┌─ Passage to read

Our plan is to use an approach similar to what we used in Mencius [13], which is a wide-area state machine replication protocol for crash failures. Like Mencius, we preassign leaders for each client request fairly across the sites. Doing so reduces latency.

The result of our investigation is the initial design of a protocol that we call RAM. RAM leverages our MSD model, a rotating leader scheme, and attested append-only memory (A2M) to reduce latency in multi-site environments. Throughout this paper, we argue that the properties of RAM lead to a low-latency protocol in multi-site environments and that it is a practical protocol.

2. PBFT revisited

To implement a replicated state machine, a group of servers run an unbounded number of instances of consensus to agree on a sequence of client requests to execute. Masking Byzantine failure is inherently harder than masking crash failures. The result is that BFT protocols typically have higher latency than their crash-failure counterparts. In this section, we identify the underling cause of the higher latency by comparing two protocols: Paxos [12] and PBFT [5]. Paxos is a crash failure consensus protocol that tolerates f failures with 2f +1 replicas. PBFT implements consensus that tolerates f Byzantine failures with 3f +1 replicas. For simplicity, we assume n =2f +1 for Paxos and n =3f +1 for PBFT in the following sections.

└─
┌─ Data shown

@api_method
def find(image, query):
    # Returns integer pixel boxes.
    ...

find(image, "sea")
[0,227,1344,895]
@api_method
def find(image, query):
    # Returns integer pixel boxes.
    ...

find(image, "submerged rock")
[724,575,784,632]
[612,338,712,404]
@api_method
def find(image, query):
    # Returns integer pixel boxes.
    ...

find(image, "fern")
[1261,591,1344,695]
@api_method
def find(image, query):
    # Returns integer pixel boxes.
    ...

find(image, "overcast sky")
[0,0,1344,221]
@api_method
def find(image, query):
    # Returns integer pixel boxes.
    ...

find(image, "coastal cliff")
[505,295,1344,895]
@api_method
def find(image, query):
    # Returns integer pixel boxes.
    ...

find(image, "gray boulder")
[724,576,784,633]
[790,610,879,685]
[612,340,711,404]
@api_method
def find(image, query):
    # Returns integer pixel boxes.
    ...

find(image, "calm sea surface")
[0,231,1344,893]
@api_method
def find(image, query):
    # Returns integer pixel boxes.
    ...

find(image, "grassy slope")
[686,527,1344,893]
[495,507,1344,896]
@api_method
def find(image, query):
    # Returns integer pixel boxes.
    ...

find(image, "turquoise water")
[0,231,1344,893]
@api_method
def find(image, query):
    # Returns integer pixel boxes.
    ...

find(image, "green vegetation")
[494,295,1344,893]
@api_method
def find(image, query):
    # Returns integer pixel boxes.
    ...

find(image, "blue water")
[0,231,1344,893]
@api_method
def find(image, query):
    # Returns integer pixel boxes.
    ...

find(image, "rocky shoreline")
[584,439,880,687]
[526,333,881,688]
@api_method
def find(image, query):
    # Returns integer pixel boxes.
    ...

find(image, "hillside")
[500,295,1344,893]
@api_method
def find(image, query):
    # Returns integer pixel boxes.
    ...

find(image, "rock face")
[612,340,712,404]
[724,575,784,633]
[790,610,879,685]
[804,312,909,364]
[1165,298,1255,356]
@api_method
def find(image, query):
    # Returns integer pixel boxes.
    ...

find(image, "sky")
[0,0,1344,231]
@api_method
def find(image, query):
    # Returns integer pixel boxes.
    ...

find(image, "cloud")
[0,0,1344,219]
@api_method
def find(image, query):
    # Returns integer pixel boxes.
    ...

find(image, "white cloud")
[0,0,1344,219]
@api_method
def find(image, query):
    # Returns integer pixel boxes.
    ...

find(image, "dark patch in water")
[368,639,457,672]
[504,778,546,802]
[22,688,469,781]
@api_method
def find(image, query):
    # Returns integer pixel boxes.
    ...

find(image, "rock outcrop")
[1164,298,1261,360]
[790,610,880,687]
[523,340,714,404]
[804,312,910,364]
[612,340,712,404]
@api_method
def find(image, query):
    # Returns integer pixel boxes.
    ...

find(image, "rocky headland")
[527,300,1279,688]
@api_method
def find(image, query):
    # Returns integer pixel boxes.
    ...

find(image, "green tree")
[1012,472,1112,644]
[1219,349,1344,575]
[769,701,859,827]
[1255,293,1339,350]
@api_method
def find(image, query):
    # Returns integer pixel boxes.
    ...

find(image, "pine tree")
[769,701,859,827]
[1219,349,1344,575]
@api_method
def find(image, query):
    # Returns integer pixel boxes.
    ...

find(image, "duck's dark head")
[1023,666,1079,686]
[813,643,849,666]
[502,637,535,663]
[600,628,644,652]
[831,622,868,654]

└─

**What is asked**
[a] Answer these questions from the passage on the RAM protocol:
(i) Which protocol did the authors base their leader-preassignment approach on, and what kind of failures is that protocol built for?
(ii) What three things does RAM leverage to reduce latency?
(iii) How many replicas does PBFT use to tolerate f Byzantine failures?
[b] Proceed with the passage on the RAM protocol from the point where it stops.
The rows aren't needed for any of this.

**Answers provided**
[a]
(i) Mencius, a wide-area state machine replication protocol for crash failures.
(ii) The MSD model, a rotating leader scheme, and attested append-only memory (A2M).
(iii) 3f +1 replicas.

[b]
Figure 1: The message flow of Paxos in failure free runs.

Figure 2: The message flow of PBFT in failure free runs.

Paxos is a leader based protocol. Figure 1 shows the message flow of Paxos in failure-free executions. At a high level, (a) it starts when the client sends its request to the leader using REQUEST message. (b) The leader then assigns the request with a consensus sequence number and proposes it by broadcasting PROPOSE messages. (c) If there is no failure or concurrent leader, the server will accept the proposal by exchanging ACCEPT messages. (d) A server knows that consensus has been reached if a majority of the servers have accepted it. It then executes the request and sends a REPLY back to the client. (e) The client learns the outcome of the request as soon as it receives the first reply.

PBFT is also a leader (primary) based protocol. Figure 2 shows the message flow of PBFT in failure-free executions.

At a high level, (a) it starts when the client sends its request to the leader using REQUEST message. (b) The leader then assigns the request with a consensus sequence number and disseminates this assignment by broadcasting PREPREPARE messages. (c) After that, the servers exchange PREPARE messages to agree on the assignment the leader has proposed. (d) If 2f +1 matching PREPARE messages are obtained, the servers then exchange COMMIT messages to reach consensus, i.e., to guarantee that even if a leader (view) change occurs the new leader must propose the same value for this sequence number. (e) This is established when a server gathers 2f +1 matching COMMIT messages. Then it can execute the request and send a REPLY back to the client. (f) The client learns the outcome of the request once it receives f +1 matching REPLIES.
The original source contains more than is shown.